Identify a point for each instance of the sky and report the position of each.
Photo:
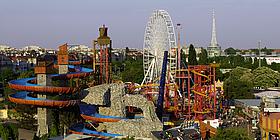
(50, 23)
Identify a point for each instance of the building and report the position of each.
(214, 49)
(5, 62)
(79, 49)
(185, 49)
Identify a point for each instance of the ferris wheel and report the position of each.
(159, 37)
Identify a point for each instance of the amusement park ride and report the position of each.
(190, 91)
(183, 92)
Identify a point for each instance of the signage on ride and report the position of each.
(271, 109)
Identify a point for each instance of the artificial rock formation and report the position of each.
(141, 127)
(116, 100)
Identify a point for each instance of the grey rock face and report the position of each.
(113, 100)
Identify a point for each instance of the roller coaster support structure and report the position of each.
(159, 109)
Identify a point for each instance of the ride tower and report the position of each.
(42, 70)
(102, 61)
(62, 58)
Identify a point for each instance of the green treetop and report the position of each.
(192, 56)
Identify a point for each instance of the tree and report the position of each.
(192, 56)
(8, 131)
(203, 57)
(230, 51)
(232, 134)
(264, 62)
(239, 84)
(4, 132)
(275, 66)
(6, 74)
(265, 77)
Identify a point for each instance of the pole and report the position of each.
(159, 108)
(259, 44)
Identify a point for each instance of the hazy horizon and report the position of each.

========================================

__SET EXERCISE__
Copy out the entries verbatim and leave the images out.

__RESPONSE FOR THIS EXERCISE__
Identify a point for each instance of the sky and report the position of each.
Photo:
(50, 23)
Identify a point for each instance of the building and report the position of each.
(214, 49)
(5, 62)
(79, 49)
(185, 49)
Identify a point for each instance of the ferris wheel and report the position of each.
(159, 37)
Identify a point for each instance of the amusement park ride and report the position of each.
(190, 91)
(183, 92)
Identify a point for each instance of the signage on ride and report the position of each.
(271, 109)
Identify a point for each instance of the artificial rock formation and report the position of each.
(141, 127)
(116, 100)
Identify a point for each instance of the grey rock face and report the position of each.
(113, 100)
Identify a point for each instance of the roller coaster support structure and report the position of each.
(159, 109)
Identify a point for each instance of the ride tower and report the position of each.
(42, 70)
(102, 61)
(62, 58)
Identify a point for each instance of the green treetop and report the position of each.
(192, 56)
Identify a point for each instance of the tree and report the position of each.
(192, 56)
(8, 131)
(203, 57)
(230, 51)
(232, 134)
(264, 62)
(239, 84)
(4, 132)
(275, 66)
(6, 74)
(265, 77)
Identify a point for each instance of the pole and report the position of each.
(159, 108)
(259, 44)
Identify a point for each instance of the hazy horizon and report the position of each.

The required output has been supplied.